WORK ORDER
Print, in exact form, the lines below from the one containing "[point] utility pole" through the one containing "Target: gravel dirt ground", and omit all others.

• • •

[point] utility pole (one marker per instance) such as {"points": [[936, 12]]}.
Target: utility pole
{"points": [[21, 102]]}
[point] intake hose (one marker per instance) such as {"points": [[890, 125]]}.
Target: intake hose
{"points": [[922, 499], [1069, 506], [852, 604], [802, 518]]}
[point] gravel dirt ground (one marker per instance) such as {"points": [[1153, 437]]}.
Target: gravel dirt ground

• • •

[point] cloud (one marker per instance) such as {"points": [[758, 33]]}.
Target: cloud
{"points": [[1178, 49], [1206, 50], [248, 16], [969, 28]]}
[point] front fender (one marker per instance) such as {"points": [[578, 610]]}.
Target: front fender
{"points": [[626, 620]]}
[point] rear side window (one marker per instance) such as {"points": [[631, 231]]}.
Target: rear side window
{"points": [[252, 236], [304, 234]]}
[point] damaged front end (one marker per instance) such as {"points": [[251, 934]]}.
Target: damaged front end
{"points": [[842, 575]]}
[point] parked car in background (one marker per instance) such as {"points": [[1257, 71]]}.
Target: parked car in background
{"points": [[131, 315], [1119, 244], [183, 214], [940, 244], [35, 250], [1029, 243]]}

• • •

SOLUTION TO THE EXERCISE
[point] utility pole (one marker per instance) such as {"points": [[936, 12]]}.
Target: utility pole
{"points": [[21, 102]]}
[point] intake hose (one marker per instance) such as {"points": [[890, 125]]}.
Target: intake hose
{"points": [[922, 499], [1069, 506], [852, 604], [802, 518]]}
[point] gravel dirt ground (one marker per instance) such as {"points": [[1153, 437]]}.
Target: gravel dirt ground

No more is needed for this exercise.